### DIRECTIONS FOR THIS TASK:
Could you carry the forum thread below on contact and electromagnetic force further, picking up right after its last post?

Contact and electromagnetic force

[rudransh verma]

Homework Statement

1. F, Fn, f are contact force, normal force, friction exerted by one surface over another. If none is zero then-
A. F>Fn
B. F>f
C. Fn<F<Fn+f
D. All

2. If a body of mass m is moving on rough horizontal surface of coefficient mu then the net electromagnetic force exerted by the surface on the body is -

Relevant Equations

Newton second law.

I don’t know what is contact force. Are friction and normal forces called contact forces? And we have to take the resultant of the two to get the net contact force?

 

[jbriggs444]

I don’t know what is contact force. Are friction and normal forces called contact forces? And we have to take the resultant of the two to get the net contact force?

I was going to provide a definition, but the one in Wikipedia is a bit better.

 

[rudransh verma]

I was going to provide a definition, but the one in Wikipedia is a bit better.

So to find the contact force we need to take the resultant of all the forces since that is what it is, the resultant of all the contact forces acting on body. Gravity is not a contact force but normal forces, and friction all come under contact forces.

What if there is applied force too acting on the body?

 

[jbriggs444]

So to find the contact force we need to take the resultant of all the forces since that is what it is, the resultant of all the contact forces acting on body. Gravity is not a contact force but normal forces, and friction all come under contact forces.

What if there is applied force too acting on the body?

What does Newton's second law say?

 

[rudransh verma]

What does Newton's second law say?

F=ma. I think if there is Friction there is applied force too. So sum of all the forces will give contact force or will have to leave applied force?

 

[jbriggs444]

F=ma. I think if there is Friction there is applied force too. So sum of all the forces will give contact force or will have to leave applied force?

Newton's second law states that $\sum F = ma$. Not one force. The sum of all forces.

There can be friction without an applied force. A block that slides to a stop, for instance.

 

[rudransh verma]

Newton's second law states that $\sum F = ma$. Not one force. The sum of all forces.

There can be friction without an applied force. A block that slides to a stop, for instance.

So what do you want to say ?

 

[jbriggs444]

So what do you want to say ?

I thought that I was clear. You said:

I think if there is Friction there is applied force too.

### EXTRACTED ENTRIES:
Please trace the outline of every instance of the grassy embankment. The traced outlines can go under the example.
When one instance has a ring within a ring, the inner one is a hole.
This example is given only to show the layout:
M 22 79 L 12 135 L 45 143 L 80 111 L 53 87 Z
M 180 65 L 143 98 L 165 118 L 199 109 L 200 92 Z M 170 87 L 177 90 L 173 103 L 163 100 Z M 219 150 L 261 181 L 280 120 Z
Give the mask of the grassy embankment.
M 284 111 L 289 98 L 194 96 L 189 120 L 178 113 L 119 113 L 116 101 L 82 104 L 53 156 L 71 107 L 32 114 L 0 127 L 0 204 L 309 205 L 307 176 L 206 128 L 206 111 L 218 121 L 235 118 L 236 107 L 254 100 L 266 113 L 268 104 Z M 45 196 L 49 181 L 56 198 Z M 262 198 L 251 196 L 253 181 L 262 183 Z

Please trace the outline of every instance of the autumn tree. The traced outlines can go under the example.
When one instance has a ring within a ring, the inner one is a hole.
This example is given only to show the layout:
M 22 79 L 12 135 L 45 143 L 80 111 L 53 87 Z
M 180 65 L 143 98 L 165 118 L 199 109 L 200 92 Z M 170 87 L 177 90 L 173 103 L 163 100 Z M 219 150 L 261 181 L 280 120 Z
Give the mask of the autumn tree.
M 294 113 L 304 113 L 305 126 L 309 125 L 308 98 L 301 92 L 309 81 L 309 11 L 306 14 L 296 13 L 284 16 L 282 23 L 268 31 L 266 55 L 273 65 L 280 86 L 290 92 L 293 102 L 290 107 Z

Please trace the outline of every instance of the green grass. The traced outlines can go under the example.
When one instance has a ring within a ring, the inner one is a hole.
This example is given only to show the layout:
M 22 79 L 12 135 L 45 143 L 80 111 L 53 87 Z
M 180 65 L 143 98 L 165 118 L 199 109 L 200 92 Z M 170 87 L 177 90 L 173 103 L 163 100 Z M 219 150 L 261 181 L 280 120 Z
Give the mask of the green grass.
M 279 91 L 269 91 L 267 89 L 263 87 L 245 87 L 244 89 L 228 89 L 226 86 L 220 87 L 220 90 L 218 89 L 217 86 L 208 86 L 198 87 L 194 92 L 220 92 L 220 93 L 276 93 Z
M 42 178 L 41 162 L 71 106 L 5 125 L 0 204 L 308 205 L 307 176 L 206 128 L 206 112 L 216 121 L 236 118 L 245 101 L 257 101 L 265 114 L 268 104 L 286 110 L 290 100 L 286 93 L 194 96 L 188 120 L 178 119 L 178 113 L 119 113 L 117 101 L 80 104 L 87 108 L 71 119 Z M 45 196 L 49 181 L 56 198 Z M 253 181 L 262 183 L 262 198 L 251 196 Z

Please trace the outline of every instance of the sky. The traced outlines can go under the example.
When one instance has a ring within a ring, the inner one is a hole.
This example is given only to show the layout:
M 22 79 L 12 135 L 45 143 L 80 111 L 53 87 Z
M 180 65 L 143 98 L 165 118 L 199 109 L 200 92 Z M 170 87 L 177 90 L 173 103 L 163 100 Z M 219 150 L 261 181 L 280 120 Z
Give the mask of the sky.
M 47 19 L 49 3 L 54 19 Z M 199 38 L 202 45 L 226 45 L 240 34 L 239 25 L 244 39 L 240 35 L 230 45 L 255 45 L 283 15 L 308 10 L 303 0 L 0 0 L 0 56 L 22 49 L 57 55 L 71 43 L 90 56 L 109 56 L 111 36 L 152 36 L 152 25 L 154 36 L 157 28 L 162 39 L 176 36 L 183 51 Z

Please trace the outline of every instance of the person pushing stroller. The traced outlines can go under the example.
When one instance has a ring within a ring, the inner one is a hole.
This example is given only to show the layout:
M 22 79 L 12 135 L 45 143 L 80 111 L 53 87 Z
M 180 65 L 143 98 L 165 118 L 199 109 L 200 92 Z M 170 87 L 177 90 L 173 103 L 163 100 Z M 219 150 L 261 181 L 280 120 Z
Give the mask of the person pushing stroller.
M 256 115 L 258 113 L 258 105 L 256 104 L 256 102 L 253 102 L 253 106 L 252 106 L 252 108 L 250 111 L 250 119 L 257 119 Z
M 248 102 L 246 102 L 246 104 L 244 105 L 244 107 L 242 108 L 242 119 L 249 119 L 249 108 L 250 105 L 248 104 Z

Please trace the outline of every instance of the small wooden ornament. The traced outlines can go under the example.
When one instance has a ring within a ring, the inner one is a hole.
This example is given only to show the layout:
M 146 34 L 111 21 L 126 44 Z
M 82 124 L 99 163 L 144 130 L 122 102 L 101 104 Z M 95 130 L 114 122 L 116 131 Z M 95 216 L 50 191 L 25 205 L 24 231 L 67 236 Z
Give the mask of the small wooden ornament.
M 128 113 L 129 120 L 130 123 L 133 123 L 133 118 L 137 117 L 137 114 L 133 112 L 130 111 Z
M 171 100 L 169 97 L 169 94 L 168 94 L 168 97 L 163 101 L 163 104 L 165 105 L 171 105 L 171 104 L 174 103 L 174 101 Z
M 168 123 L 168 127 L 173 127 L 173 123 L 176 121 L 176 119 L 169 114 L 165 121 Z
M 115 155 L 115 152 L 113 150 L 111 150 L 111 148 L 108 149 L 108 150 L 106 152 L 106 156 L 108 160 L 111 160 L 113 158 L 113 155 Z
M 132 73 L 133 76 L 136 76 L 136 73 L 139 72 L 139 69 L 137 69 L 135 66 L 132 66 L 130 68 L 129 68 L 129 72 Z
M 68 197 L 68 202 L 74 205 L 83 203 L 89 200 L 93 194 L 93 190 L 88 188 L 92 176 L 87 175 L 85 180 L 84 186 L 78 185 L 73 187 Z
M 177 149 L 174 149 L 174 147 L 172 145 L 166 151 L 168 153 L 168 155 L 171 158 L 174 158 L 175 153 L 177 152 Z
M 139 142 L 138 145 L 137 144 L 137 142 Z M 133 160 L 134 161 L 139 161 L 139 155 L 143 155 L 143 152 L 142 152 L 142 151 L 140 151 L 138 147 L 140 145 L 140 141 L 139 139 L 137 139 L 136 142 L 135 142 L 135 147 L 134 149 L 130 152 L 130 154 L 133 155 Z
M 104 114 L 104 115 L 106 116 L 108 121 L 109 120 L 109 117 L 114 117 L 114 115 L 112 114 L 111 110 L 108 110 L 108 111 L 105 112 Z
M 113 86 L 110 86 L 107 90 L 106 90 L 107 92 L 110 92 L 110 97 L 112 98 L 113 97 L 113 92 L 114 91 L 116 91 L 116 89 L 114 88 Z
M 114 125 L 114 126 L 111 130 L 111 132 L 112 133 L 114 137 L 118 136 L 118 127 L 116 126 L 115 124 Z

### SOLVED PROBLEM:
That was incorrect. There can be friction without some other applied force. An example is a block sliding to a stop.

 

[haruspex]

What if there is applied force too acting on the body?

The Wikipedia article gives "Pushing a car up a hill" as an example of a contact force.

 

[rudransh verma]

Newton's second law states that ∑F=ma. Not one force. The sum of all forces.

So a ramp applies a force known as contact force which can be decomposed into normal and friction. It is the force which is present between matter.

The Wikipedia article gives "Pushing a car up a hill" as an example of a contact force.

I don’t think that’s what it says. It says “where contact forces are at work”

 

[haruspex]

I don’t think that’s what it says. It says “where contact forces are at work”

It says: "Pushing a car up a hill ... are some of the everyday examples where contact forces are at work. In the first case the force is continuously applied by the person on the car".
So, yes, it does say pushing a car up a hill is an everyday example of a contact force.

A contact force acting on a body is any force that is applied to the surface by direct physical contact. The only forces I can think of that are not contact forces are gravity, electric and magnetic forces, and virtual (or "fictitious") forces such as centrifugal, inertial, Coriolis...

 

[jbriggs444]

So a ramp applies a force known as contact force which can be decomposed into normal and friction. It is the force which is present between matter.

Yes.

 

[rudransh verma]

Yes.

So, f> Fn.
And since F=under root(Fn^2+f^2)
So, F>Fn
And given ans is Fn+f>F. How?
Also F>f, how?

 

[jbriggs444]

So, f> Fn.
And since F=under root(Fn^2+f^2)
So, F>Fn
And given ans is Fn+f>F. How?
Also F>f, how?

Using variable names without saying what those variable names represent. You do this persistently. Please stop. Use your words. Tell us what the variable names represent.

You claim that "f > Fn".

Sure. If by "$f$" you mean the contact force and by "$F_n$" you mean the normal component of the contact force and if we are working on a ramp with a rough surface so that friction $F_f$ is present and is non-zero then the [magnitude of the] contact force $f$ will be greater than its normal component $F_n$.

But the next words out of your mouth are that $F=\sqrt{{F_n}^2+f^2}$.

Sure. If by "$F$" you mean the contact force, by "$f$" you mean friction and by "$F_n$" you mean the normal component of the contact force. But this is a different assignment of variable names than in the previous breath.

It is called the fallacy of equivocation.

 

[rudransh verma]

Sure. If by "f" you mean the contact force and by "Fn" you mean the normal component of the contact force and if we are working on a ramp with a rough surface so that friction Ff is present and is non-zero then the [magnitude of the] contact force f will be greater than its normal component Fn.

In question it’s already given f is friction , F is contact and Fn is normal. There is no mention in OP of ramp. I think because f=muFn. So f>Fn. But then I thought Mu is between 0 to 1. So I don’t think f>Fn . (This is not asked by the way)

But the next words out of your mouth are that F=Fn2+f2.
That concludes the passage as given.